— Task instructions —
State how many lines of the records below contain the word "ground", giving only the number.

— Exercise materials —
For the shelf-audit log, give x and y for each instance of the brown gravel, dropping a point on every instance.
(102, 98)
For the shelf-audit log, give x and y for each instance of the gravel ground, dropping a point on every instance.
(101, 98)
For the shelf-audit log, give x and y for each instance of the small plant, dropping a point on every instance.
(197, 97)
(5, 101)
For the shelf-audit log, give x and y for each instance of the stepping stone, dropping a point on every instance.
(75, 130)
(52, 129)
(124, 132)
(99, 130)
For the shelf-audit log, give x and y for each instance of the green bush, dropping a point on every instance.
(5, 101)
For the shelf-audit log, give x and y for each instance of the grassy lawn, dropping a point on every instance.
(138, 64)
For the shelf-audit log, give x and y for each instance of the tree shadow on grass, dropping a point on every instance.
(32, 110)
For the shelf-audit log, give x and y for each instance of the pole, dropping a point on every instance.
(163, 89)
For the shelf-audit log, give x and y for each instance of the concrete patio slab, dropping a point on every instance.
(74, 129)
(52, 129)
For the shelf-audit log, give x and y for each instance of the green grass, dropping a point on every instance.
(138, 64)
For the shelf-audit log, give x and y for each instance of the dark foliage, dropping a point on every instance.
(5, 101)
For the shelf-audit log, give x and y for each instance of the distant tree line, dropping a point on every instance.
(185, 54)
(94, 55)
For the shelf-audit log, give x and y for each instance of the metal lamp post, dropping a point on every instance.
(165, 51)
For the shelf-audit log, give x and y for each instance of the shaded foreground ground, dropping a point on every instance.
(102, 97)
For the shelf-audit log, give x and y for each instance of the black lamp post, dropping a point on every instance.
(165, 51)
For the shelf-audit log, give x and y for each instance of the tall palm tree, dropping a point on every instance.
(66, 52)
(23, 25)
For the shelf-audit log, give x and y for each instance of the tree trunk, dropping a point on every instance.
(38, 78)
* * *
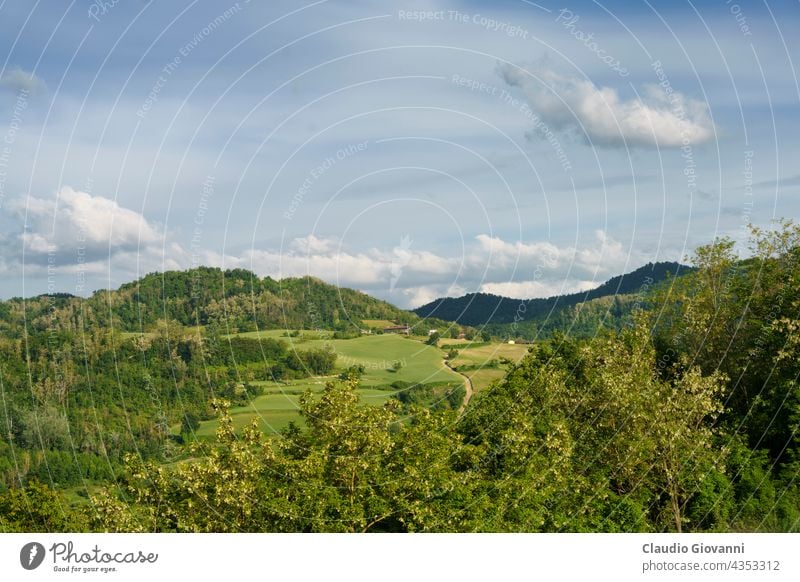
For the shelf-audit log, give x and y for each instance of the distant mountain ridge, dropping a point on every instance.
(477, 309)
---
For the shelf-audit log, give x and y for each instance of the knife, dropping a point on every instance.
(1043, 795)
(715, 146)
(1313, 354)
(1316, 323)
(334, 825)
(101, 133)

— Result of this exercise —
2